What you will do –
Rewrite the passage on interest rates and savings starting at "Higher interest rates" and ending at "consumption and output.", with "consumption" changed to "spending".

═══ Given text

Higher interest rates encourage people to save out of a given income, but it is impossible for this reaction, in the aggregate, to increase net savings. The result of an attempt by all sectors in an economy to save is therefore not more savings but merely reduced consumption and output.
Your first argument is putting the cart before the horse. If someone can borrow USD cheaper than some other currency, then real investment is more likely to take place here than there. And in regards to your other argument concerning ZIRP and ‘unfeasible’ projects, I don’t see yields and spreads having anything to do with this. In 2006, the height of the housing bubble, when everyone was buying mcmansions with no downpayments, the 0-30 yield spread was flat. Today it is near 4 percent, but you don’t see banks out there peddling ninja loans anymore. So spreads really have nothing to do with the ‘quality’ of investment, however it is you define it.

══════
═══ Provided records

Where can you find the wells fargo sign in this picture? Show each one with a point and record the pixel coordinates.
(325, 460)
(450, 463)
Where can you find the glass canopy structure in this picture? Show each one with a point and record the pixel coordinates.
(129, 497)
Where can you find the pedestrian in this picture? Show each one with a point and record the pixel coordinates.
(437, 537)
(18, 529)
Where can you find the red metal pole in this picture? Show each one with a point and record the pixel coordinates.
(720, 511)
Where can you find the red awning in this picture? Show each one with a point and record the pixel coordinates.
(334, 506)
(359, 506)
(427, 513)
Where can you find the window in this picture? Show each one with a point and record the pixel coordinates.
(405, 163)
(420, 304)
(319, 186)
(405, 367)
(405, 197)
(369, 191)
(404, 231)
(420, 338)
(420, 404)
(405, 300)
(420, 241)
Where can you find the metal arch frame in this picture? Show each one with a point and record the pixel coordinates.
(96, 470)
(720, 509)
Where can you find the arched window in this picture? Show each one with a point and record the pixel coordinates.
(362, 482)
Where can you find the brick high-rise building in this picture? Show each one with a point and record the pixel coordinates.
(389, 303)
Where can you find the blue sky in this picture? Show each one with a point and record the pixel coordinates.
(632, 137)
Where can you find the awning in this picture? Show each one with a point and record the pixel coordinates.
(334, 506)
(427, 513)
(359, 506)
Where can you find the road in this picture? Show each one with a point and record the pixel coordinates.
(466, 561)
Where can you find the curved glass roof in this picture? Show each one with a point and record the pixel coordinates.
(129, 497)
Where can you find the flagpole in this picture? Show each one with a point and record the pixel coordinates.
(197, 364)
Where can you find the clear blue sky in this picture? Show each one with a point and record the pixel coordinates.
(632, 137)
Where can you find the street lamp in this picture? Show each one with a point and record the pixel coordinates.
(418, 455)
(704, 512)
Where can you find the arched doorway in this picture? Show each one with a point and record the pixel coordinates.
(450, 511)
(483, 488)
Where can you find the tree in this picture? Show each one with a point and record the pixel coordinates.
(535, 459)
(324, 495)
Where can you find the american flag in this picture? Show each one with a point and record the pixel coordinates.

══════

Answer below –
Higher interest rates encourage people to save out of a given income, but it is impossible for this reaction, in the aggregate, to increase net savings. The result of an attempt by all sectors in an economy to save is therefore not more savings but merely reduced spending and output.